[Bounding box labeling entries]
:::::

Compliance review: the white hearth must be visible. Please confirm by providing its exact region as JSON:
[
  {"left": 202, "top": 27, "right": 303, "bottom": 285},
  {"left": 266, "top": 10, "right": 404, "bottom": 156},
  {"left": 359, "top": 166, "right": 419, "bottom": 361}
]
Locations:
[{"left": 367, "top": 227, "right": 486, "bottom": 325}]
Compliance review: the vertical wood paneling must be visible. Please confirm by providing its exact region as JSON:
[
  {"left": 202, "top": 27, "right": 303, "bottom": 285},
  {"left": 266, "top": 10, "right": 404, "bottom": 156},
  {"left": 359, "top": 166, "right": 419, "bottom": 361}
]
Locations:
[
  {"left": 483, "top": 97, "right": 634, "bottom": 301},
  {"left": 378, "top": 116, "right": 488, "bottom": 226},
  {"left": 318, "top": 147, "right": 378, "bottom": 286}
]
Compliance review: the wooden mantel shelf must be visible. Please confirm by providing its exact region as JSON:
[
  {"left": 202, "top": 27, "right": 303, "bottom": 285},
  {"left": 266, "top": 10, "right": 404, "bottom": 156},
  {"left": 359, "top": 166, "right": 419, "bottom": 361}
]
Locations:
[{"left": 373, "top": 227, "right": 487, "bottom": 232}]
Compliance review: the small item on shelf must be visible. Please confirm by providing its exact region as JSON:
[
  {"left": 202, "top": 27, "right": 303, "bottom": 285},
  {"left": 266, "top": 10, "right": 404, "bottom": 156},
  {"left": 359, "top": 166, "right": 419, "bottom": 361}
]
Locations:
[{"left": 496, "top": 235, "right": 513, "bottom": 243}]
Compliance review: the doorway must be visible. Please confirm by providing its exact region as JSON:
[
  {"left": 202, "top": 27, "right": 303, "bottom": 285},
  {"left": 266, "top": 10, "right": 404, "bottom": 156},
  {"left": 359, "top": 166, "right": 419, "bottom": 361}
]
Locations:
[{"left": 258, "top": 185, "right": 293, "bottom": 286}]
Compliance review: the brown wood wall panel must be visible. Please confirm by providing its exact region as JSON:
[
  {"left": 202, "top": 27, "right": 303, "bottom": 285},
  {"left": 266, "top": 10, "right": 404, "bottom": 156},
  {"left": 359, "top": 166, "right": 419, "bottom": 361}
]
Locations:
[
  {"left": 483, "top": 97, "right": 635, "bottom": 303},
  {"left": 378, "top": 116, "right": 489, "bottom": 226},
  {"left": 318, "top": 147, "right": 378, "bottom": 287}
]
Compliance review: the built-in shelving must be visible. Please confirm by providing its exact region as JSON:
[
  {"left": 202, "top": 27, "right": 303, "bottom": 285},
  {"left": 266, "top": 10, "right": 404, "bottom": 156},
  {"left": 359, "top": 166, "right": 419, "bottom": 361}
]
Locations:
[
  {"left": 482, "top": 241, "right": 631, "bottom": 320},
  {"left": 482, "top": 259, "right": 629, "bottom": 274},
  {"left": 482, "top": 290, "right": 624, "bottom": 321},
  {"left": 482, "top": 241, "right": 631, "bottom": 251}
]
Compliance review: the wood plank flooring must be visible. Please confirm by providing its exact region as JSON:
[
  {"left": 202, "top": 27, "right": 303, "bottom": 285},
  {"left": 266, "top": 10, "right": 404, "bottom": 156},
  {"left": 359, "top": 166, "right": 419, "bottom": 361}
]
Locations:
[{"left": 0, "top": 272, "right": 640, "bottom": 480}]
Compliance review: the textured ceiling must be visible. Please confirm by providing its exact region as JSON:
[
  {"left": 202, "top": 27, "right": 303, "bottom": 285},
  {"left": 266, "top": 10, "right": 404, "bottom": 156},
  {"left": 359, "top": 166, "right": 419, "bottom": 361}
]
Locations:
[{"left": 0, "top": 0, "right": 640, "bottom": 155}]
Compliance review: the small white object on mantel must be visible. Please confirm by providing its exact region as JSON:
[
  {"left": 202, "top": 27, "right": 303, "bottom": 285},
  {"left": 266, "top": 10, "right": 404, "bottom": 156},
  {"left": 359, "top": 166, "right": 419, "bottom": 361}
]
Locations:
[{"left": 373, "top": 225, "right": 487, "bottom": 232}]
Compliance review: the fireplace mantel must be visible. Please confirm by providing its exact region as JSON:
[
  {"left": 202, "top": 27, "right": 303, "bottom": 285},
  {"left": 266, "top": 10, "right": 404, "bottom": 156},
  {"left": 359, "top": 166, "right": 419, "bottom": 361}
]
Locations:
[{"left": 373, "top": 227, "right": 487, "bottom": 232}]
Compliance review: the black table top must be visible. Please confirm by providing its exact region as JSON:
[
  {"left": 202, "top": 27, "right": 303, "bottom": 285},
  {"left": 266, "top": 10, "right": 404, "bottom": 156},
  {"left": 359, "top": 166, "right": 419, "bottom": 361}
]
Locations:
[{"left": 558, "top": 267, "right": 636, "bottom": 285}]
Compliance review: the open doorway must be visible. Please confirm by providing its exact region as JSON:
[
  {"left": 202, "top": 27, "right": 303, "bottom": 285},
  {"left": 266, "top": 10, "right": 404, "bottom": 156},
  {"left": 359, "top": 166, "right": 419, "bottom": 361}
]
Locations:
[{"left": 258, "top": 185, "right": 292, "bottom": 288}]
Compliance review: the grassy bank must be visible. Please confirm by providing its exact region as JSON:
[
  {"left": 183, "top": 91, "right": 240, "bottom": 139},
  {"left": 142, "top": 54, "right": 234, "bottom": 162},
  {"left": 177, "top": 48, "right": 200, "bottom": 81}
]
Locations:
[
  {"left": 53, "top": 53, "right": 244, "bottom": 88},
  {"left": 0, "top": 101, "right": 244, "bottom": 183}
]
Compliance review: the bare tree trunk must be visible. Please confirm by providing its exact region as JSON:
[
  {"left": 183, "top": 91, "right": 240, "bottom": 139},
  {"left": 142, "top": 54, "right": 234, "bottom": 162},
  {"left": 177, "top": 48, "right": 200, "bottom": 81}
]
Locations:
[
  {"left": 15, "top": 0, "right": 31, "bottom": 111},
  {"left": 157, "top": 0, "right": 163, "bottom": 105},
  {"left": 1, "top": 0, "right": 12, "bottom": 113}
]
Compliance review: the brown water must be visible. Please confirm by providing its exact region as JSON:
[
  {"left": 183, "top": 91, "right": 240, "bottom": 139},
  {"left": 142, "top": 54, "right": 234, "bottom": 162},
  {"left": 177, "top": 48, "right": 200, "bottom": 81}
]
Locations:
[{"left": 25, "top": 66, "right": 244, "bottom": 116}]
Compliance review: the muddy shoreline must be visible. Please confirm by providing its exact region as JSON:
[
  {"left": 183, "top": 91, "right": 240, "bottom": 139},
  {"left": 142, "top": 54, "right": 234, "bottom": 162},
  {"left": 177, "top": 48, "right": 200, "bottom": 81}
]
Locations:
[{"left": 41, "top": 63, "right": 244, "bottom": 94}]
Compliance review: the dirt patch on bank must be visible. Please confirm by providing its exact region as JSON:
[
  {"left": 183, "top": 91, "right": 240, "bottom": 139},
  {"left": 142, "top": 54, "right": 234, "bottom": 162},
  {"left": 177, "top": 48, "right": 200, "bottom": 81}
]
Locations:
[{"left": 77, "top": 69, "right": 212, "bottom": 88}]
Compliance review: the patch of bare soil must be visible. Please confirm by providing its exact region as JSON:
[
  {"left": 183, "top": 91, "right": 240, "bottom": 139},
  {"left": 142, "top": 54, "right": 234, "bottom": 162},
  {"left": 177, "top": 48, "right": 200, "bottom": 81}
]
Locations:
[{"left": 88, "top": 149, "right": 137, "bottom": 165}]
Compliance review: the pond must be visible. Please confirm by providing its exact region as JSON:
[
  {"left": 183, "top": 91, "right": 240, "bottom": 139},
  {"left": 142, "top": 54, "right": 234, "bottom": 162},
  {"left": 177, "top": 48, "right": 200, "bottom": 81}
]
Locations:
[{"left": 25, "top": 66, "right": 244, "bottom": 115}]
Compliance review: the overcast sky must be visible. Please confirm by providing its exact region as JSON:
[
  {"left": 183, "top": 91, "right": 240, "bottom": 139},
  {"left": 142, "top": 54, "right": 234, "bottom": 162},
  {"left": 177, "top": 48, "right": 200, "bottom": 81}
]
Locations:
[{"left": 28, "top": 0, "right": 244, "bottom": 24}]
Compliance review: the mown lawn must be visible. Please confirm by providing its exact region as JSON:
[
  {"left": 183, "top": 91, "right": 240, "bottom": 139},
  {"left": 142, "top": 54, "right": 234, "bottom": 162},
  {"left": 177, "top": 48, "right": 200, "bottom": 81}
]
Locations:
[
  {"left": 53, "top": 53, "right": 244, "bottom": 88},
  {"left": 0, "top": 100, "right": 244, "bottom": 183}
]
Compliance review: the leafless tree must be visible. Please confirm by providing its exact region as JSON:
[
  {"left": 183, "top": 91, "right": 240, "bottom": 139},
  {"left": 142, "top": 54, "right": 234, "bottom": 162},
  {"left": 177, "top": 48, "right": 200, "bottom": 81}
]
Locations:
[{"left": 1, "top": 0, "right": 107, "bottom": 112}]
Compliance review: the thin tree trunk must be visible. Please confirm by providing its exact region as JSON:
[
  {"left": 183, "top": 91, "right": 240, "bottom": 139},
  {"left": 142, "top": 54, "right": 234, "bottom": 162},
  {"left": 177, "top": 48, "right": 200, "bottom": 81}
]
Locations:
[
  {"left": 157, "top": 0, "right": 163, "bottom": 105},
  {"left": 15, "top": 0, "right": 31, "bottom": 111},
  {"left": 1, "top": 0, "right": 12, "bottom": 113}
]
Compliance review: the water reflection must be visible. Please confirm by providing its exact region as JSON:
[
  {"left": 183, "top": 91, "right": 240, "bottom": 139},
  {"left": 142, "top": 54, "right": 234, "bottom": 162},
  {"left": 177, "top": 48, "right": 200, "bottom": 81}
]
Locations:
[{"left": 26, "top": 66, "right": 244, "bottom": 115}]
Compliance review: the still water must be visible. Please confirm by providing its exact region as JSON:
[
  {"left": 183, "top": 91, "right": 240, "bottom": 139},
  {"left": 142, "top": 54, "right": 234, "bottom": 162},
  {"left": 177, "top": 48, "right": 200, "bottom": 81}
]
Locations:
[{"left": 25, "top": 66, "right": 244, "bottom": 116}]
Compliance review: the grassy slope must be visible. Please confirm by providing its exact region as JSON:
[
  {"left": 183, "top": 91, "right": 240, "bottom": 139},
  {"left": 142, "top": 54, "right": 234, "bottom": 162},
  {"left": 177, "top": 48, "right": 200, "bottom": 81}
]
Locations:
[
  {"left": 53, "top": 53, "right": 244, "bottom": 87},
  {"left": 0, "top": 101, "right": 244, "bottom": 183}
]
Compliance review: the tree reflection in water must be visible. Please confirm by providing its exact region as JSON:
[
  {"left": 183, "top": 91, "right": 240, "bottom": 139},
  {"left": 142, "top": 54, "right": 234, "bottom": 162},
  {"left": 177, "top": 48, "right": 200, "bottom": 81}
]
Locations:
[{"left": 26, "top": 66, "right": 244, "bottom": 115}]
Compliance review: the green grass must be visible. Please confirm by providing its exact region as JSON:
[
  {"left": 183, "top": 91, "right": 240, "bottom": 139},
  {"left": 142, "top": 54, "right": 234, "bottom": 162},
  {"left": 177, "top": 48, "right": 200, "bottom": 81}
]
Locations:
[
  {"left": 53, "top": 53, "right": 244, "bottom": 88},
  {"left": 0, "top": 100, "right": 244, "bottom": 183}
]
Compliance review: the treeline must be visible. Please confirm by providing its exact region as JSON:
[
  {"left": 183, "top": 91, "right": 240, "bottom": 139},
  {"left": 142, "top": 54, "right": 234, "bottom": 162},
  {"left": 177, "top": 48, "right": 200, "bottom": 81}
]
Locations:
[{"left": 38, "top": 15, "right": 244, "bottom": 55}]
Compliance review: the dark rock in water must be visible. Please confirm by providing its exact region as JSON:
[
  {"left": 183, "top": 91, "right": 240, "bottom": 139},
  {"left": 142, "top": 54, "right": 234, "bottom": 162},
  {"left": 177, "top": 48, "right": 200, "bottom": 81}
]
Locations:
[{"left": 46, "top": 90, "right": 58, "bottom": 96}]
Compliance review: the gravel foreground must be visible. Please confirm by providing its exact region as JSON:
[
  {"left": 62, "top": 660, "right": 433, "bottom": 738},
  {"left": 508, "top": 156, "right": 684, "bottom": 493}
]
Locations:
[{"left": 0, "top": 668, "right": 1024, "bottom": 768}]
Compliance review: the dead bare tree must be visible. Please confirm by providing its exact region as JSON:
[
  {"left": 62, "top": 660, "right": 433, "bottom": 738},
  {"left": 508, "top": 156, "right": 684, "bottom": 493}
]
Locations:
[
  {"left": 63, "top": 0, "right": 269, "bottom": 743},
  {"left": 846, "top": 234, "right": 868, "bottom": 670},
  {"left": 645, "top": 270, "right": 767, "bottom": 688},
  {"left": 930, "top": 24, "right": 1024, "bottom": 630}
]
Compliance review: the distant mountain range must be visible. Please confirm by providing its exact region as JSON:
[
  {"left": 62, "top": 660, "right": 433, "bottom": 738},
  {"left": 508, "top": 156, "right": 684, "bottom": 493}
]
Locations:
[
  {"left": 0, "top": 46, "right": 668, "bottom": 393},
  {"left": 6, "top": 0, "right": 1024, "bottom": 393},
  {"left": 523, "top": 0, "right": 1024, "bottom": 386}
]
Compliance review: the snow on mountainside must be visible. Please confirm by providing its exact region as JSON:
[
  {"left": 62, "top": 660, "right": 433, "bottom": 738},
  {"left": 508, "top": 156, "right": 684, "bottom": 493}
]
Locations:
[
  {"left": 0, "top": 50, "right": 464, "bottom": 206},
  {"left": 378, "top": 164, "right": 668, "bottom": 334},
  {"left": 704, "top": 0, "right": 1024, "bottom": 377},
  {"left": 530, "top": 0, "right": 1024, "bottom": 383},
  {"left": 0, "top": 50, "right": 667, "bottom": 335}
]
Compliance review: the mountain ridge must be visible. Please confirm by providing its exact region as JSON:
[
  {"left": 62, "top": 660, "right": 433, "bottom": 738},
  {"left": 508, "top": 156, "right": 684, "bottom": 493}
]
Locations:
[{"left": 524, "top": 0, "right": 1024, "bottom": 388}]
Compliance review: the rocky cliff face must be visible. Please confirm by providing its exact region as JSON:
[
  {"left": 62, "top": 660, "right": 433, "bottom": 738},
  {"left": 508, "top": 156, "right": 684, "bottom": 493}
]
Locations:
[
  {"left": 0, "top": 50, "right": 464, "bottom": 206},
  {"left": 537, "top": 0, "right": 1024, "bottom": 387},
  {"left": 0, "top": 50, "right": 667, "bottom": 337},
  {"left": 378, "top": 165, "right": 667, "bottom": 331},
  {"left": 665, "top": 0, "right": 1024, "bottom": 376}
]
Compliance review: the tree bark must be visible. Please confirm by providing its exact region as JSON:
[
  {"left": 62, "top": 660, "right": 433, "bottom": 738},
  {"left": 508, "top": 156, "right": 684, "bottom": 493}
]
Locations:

:::::

*Brief*. List each line above that contains the string "brown". Case matters.

*Response for this exercise*.
Compliance review: the brown wood wall panel must be visible. Please confirm by providing its exact region as JSON:
Compliance review: the brown water must be visible. Please confirm by providing its exact region as JSON:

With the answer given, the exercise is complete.